(Extract)
A common question at this point is 'how can you compare the value of helping these different people in these different ways?' Even if the numbers are accurate, how could anyone determine which of these two possible donations helps others the most?

I can't offer a philosophically rigorous answer here, but I can tell you how I personally approach this puzzle. I ask myself the question:

  • Which would I prefer, if, after making the decision, I were equally likely to become any one of the people affected, and experience their lives as they would? [1]

Let's work through this example. First, we'll make the number of people we are considering a manageable number: for $5, I could offer 10 children deworming treatments, or alternatively offer 1 child a bed-net, which has a 1 in 600 chance of saving their life. To make this decision, I should compare three options:

  1. I don't donate, and so none of the 11 children receive any help
  2. Ten of the children receive deworming treatment, but the other one goes without a bed-net
  3. The one child receives a bed-net, but the other ten go without deworming
If I didn't know which of these 11 children I was about to become, which choice would be more appealing?

(What you should do)
Copy out the full passage on comparing charitable donations word for word. The listing that follows comes from a separate source, unrelated to this text.

(Source data)
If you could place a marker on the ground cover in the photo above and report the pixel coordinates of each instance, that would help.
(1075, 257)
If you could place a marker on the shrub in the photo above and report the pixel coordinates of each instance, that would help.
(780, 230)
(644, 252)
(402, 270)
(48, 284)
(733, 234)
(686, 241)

(Exercise result)
A common question at this point is 'how can you compare the value of helping these different people in these different ways?' Even if the numbers are accurate, how could anyone determine which of these two possible donations helps others the most?

I can't offer a philosophically rigorous answer here, but I can tell you how I personally approach this puzzle. I ask myself the question:

  • Which would I prefer, if, after making the decision, I were equally likely to become any one of the people affected, and experience their lives as they would? [1]

Let's work through this example. First, we'll make the number of people we are considering a manageable number: for $5, I could offer 10 children deworming treatments, or alternatively offer 1 child a bed-net, which has a 1 in 600 chance of saving their life. To make this decision, I should compare three options:

  1. I don't donate, and so none of the 11 children receive any help
  2. Ten of the children receive deworming treatment, but the other one goes without a bed-net
  3. The one child receives a bed-net, but the other ten go without deworming
If I didn't know which of these 11 children I was about to become, which choice would be more appealing?